§ PASSAGE:
^^^^^^^^^^^^^^^^

8-K 1 d8k.htm FORM 8-K Form 8-K

 

 

UNITED STATES

SECURITIES AND EXCHANGE COMMISSION

WASHINGTON, D.C. 20549

 

 

FORM 8-K

 

 

CURRENT REPORT

Pursuant to Section 13 or 15(d) of the

Securities Exchange Act of 1934

Date of Report (Date of earliest event reported): March 3, 2010 (March 3, 2010)

 

 

AVIS BUDGET GROUP, INC.

(Exact name of registrant as specified in charter)

 

 

 

Delaware   1-10308   06-0918165

(State or other jurisdiction

of Incorporation)

 

(Commission

File Number)

 

(I.R.S. Employer

Identification No.)

 

6 Sylvan Way

Parsippany, New Jersey

  07054
(Address of Principal Executive Offices)   (Zip Code)

Registrant’s Telephone Number, including Area Code: (973) 496-4700

N/A

(Former name or former address, if changed since last report.)

 

 

Check the appropriate box below if the Form 8-K filing is intended to simultaneously satisfy the filing obligation of the registrant under any of the following provisions (see General Instruction A.2. below):

 

¨  

Written communications pursuant to Rule 425 under the Securities Act (17 CFR 230.425)

 

¨  

Soliciting material pursuant to Rule 14a-12 under the Exchange Act (17 CFR 240.14a-12)

 

¨  

Pre-commencement communications pursuant to Rule 14d-2(b) under the Exchange Act (17 CFR 240.14d-2(b))

 

¨  

Pre-commencement communications pursuant to Rule 13e-4(c) under the Exchange Act (17 CFR 240.13e-4(c))

 

 

 


Item 7.01. Regulation FD Disclosure

On March 3, 2010, Avis Budget Group, Inc. (the “Company”) announced that its wholly-owned subsidiary, Avis Budget Car Rental, LLC, is planning to offer $400 million aggregate principal amount of senior notes. The notes will be senior obligations of Avis Budget Car Rental, LLC, and will be guaranteed on a senior basis by the Company and certain of its domestic subsidiaries. The offering is subject to market and customary conditions. The Company intends to use the net proceeds of the offering, together with cash on hand, to repay outstanding indebtedness under its floating rate term loan (which, including the effect of interest rate hedges, has an effective interest rate of approximately 9.2%) and for general corporate purposes.

The notes and the related guarantees have not been registered under the Securities Act of 1933, as amended, and may not be offered or sold in the United States absent registration or an applicable exemption from registration requirements.

A copy of the press release is attached hereto as Exhibit 99.1 and is incorporated by reference herein.

The Company has also proposed an amendment to its senior secured credit facility. In conjunction with such amendment, the Company would reduce the maximum aggregate amount of debt outstanding under its senior secured credit facility to $1.5 billion (from more than $1.9 billion currently), extend the maturities of a substantial portion of the credit facility by two years, increase the interest rate spreads by 50 basis points on the extended portions of the credit facility, significantly reduce the principal amount of the term loan outstanding under the facility, revise the financial and non-financial covenants under the facility to provide more flexibility to the Company, and pay normal and customary fees and expenses.

^^^^^^^^^^^^^^^^

§ GIVEN INFORMATION:
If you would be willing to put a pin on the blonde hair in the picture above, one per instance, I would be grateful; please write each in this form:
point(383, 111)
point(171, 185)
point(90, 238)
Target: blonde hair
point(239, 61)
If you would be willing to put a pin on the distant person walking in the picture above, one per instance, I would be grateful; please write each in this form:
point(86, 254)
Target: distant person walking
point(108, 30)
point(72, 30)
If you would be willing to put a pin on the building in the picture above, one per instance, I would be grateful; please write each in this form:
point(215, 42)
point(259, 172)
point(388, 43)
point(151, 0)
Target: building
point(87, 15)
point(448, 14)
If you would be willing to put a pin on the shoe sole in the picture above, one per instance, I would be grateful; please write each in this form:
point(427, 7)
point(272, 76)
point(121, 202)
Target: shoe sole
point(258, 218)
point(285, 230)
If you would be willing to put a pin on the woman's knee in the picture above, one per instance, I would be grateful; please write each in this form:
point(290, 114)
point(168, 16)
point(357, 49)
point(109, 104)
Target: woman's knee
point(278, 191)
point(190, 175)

^^^^^^^^^^^^^^^^

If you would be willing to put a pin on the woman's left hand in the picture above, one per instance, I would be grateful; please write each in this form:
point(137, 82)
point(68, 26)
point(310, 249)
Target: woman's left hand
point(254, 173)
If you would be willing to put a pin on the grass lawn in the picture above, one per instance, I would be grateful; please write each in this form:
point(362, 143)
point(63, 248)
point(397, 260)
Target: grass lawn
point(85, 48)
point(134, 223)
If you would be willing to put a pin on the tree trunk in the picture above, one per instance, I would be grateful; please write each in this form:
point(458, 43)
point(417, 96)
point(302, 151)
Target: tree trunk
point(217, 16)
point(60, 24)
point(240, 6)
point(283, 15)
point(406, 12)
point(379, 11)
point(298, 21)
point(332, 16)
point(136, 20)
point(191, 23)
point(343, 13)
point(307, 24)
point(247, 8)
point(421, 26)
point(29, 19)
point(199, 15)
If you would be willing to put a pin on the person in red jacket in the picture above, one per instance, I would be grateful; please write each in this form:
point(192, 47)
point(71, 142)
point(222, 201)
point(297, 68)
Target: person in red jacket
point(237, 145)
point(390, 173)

^^^^^^^^^^^^^^^^

§ LIST OF TASKS:
- a) Name every rule cited in the checkbox provisions of the Avis Budget Group filing.
- b) Retype the passage of the Avis Budget Group filing between "On March 3, 2010, Avis" and "general corporate purposes.", inclusive.

§ SOLUTIONS TO THE EXERCISE:
- a) Rule 425, Rule 14a-12, Rule 14d-2(b), and Rule 13e-4(c).

- b)
On March 3, 2010, Avis Budget Group, Inc. (the “Company”) announced that its wholly-owned subsidiary, Avis Budget Car Rental, LLC, is planning to offer $400 million aggregate principal amount of senior notes. The notes will be senior obligations of Avis Budget Car Rental, LLC, and will be guaranteed on a senior basis by the Company and certain of its domestic subsidiaries. The offering is subject to market and customary conditions. The Company intends to use the net proceeds of the offering, together with cash on hand, to repay outstanding indebtedness under its floating rate term loan (which, including the effect of interest rate hedges, has an effective interest rate of approximately 9.2%) and for general corporate purposes.